#### DATASET CONTENT:
•••
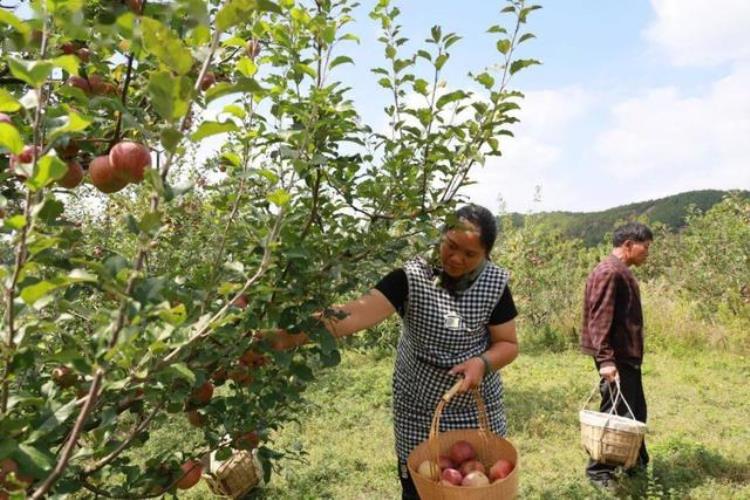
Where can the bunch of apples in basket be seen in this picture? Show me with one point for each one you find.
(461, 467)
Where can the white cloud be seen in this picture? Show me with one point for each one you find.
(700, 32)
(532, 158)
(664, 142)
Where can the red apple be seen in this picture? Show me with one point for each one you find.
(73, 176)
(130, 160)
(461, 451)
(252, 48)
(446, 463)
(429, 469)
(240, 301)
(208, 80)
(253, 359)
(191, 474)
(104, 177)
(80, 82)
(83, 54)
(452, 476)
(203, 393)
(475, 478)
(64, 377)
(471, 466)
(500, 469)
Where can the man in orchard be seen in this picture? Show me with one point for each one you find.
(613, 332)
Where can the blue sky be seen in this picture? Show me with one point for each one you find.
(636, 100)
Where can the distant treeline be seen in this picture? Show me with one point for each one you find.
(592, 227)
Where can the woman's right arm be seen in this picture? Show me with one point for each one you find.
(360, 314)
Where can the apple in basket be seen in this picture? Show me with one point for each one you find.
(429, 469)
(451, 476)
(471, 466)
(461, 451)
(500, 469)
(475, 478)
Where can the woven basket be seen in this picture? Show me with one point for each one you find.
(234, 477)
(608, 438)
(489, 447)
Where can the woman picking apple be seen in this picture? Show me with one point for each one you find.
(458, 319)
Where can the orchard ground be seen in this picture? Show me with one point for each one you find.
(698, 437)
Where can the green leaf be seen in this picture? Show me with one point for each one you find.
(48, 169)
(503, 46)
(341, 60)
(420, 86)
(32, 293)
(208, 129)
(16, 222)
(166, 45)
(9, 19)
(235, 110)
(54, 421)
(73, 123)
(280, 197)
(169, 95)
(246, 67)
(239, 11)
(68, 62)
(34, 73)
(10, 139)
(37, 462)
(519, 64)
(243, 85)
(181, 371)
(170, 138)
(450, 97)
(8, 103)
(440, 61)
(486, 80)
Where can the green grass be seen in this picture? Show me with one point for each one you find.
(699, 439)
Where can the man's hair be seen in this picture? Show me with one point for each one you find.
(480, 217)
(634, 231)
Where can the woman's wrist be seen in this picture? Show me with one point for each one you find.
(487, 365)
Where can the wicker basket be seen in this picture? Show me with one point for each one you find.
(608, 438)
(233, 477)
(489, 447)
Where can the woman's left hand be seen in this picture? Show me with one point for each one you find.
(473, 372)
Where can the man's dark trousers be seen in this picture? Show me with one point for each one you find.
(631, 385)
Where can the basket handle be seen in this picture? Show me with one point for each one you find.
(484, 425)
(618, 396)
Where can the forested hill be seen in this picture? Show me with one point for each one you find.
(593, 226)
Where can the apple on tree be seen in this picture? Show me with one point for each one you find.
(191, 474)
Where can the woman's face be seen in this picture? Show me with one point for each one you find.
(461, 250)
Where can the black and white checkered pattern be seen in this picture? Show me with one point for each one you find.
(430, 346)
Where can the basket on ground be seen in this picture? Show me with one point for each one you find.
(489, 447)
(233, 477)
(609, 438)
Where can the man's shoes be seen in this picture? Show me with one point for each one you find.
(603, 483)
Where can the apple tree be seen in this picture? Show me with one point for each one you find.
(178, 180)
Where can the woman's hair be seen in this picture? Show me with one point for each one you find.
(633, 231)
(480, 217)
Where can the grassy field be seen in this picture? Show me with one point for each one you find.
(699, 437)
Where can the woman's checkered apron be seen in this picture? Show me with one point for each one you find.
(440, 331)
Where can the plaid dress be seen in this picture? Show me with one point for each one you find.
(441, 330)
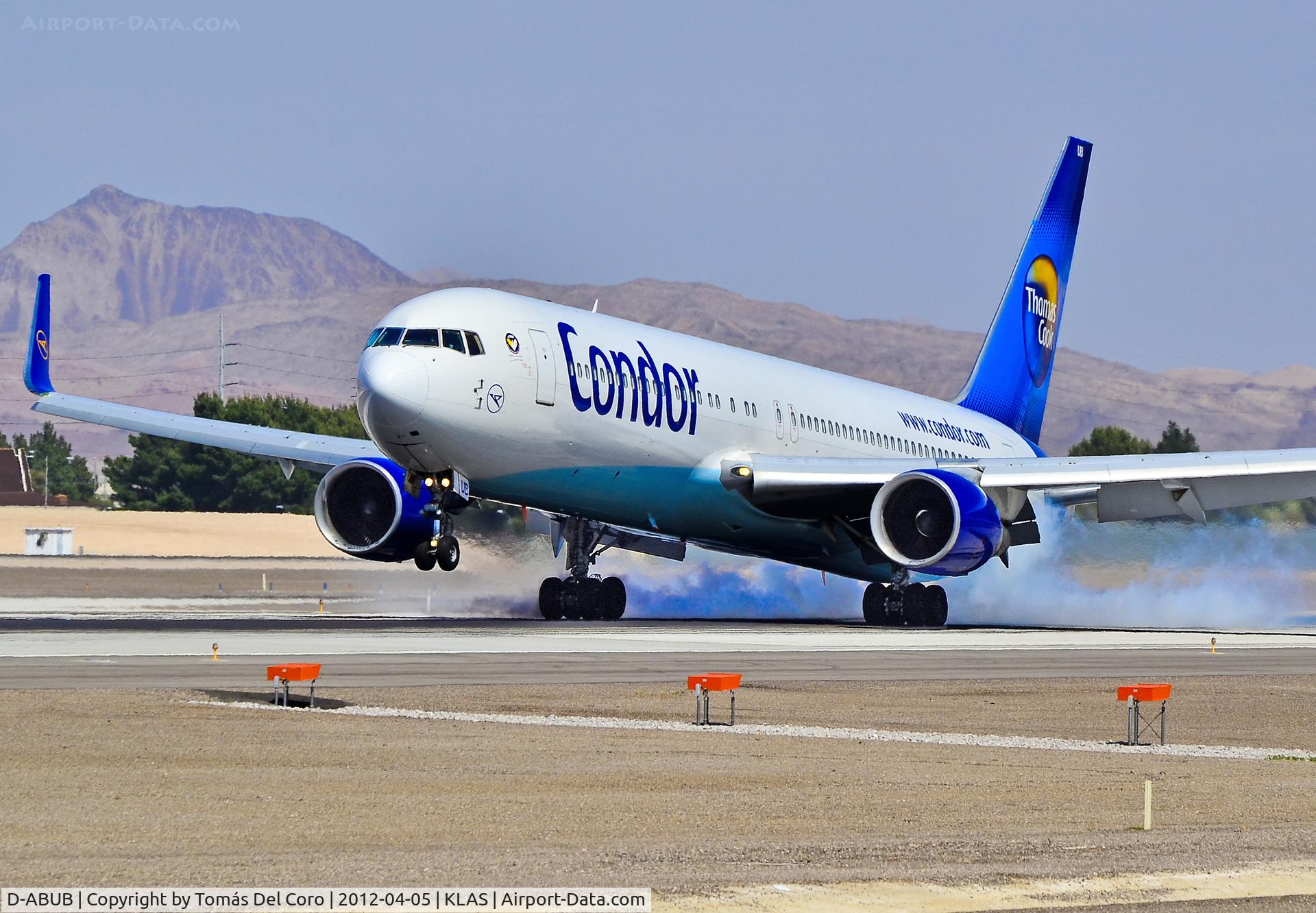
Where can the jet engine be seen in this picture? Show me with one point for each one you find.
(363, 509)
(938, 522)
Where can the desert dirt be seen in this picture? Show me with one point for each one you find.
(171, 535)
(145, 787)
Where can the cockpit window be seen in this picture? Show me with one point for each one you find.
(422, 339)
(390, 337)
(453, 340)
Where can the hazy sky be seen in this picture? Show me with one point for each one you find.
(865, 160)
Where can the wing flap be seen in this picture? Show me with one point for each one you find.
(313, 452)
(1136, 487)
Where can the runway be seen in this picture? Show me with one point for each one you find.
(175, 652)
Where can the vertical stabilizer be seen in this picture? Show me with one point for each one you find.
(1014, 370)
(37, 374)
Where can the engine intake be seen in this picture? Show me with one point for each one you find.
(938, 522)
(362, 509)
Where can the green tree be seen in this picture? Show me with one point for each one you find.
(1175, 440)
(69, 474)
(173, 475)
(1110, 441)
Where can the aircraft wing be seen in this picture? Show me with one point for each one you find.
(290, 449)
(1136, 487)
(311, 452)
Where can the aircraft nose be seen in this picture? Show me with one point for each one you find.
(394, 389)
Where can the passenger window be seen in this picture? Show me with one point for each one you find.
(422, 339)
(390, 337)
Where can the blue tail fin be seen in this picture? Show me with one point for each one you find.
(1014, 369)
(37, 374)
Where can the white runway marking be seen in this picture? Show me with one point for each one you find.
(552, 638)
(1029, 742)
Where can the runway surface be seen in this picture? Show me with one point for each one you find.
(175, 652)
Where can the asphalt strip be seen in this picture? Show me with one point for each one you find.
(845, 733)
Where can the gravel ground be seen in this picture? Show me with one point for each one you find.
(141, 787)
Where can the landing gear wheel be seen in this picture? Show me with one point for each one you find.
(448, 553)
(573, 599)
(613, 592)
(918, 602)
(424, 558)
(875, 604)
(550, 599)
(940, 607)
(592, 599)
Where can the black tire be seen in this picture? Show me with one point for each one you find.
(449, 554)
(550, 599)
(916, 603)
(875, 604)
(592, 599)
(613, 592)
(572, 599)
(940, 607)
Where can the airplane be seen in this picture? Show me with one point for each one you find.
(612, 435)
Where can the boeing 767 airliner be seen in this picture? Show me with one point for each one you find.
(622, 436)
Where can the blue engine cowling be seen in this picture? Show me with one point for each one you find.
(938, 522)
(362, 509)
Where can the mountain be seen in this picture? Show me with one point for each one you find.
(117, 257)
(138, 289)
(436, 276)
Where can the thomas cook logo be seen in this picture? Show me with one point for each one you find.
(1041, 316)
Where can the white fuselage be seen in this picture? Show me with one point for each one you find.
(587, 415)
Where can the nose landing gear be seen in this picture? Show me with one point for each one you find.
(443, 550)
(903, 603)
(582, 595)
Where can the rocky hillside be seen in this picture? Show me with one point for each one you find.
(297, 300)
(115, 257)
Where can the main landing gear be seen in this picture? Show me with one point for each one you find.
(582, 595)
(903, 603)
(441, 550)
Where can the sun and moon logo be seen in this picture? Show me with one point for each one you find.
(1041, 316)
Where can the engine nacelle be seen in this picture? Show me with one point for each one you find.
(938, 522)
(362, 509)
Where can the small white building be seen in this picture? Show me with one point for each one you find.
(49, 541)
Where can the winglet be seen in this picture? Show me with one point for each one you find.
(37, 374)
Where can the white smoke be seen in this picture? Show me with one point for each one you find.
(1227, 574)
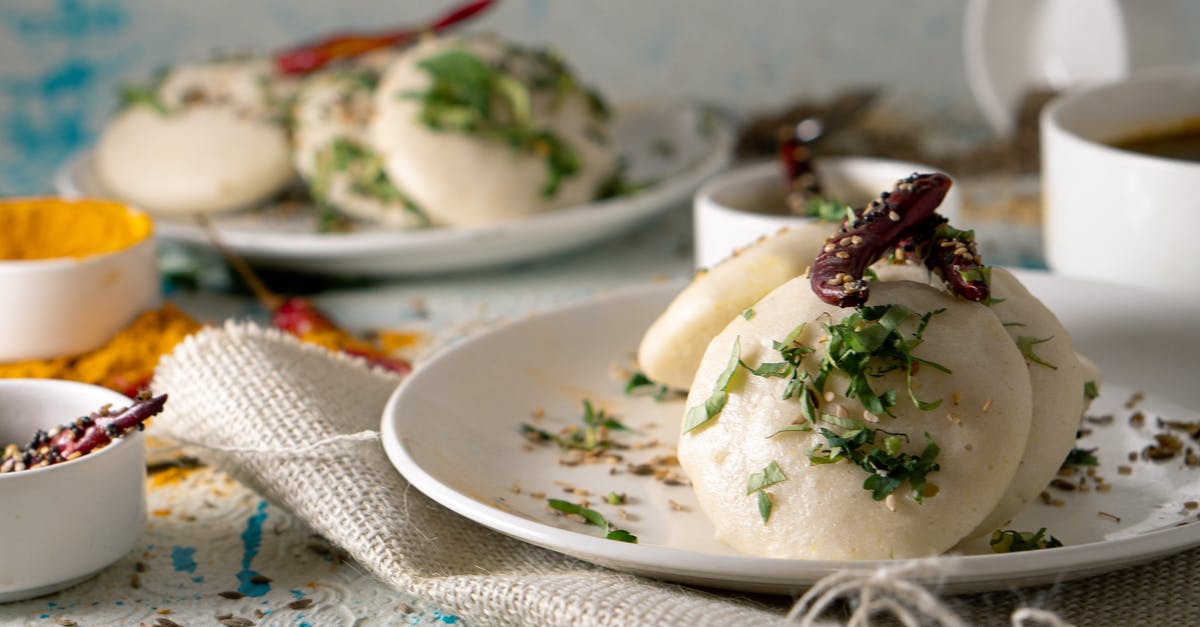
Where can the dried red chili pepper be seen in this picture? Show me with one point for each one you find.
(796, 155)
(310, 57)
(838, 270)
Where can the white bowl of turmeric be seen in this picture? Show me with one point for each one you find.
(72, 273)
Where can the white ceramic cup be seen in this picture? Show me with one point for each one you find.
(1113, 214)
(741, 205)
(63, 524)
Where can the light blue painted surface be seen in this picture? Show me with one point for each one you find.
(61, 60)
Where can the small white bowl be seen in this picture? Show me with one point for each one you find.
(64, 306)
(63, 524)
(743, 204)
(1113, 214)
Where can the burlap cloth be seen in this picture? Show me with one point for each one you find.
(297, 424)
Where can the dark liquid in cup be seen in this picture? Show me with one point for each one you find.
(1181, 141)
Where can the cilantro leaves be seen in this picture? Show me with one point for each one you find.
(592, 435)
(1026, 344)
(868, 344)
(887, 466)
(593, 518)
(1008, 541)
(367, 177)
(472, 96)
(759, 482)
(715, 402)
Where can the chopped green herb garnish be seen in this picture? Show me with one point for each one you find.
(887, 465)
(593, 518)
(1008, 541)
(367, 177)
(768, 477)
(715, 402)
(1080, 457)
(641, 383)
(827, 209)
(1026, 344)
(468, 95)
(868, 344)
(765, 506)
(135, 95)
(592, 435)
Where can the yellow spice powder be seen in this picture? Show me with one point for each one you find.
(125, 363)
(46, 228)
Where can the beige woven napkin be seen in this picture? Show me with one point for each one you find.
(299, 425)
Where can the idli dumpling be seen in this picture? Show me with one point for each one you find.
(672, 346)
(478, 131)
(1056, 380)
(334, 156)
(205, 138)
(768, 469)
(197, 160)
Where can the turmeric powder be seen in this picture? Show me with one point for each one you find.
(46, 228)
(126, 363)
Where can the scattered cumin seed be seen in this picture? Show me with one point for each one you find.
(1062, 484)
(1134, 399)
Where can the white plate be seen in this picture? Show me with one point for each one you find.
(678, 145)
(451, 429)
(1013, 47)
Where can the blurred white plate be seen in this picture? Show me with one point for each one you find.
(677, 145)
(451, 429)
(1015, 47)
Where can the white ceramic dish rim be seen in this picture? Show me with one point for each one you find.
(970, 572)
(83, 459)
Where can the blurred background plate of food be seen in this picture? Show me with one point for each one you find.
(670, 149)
•••
#### WHAT TO PRODUCE:
Starting with the line that contains "Where can the idli", restate every line up to and including the last one above, exactly.

#### OUTPUT FOR THIS EXERCISE:
Where can the idli dumpling be seen in this picture? Show me with one point for each one you find.
(672, 346)
(478, 131)
(1056, 380)
(334, 156)
(205, 138)
(768, 469)
(197, 160)
Where can the turmeric powder be seen in this picture? Show me with one point for each one you find.
(46, 228)
(126, 363)
Where can the scattered cumin seed be seen in this picture? Show me with one point for each one you find.
(1062, 484)
(1134, 399)
Where can the white plate be seen in this picture? Show me with one point for each one you find.
(678, 145)
(451, 429)
(1013, 47)
Where can the blurred white plate be seen in this picture? Show me with one point for each one you find.
(677, 145)
(451, 429)
(1015, 47)
Where can the white ceramic dish rim be seen in this picture? Show me with one point for each one you find.
(970, 572)
(83, 459)
Where can the blurred background plate of food be seen in this picture? Show me with one point for each one you find.
(670, 149)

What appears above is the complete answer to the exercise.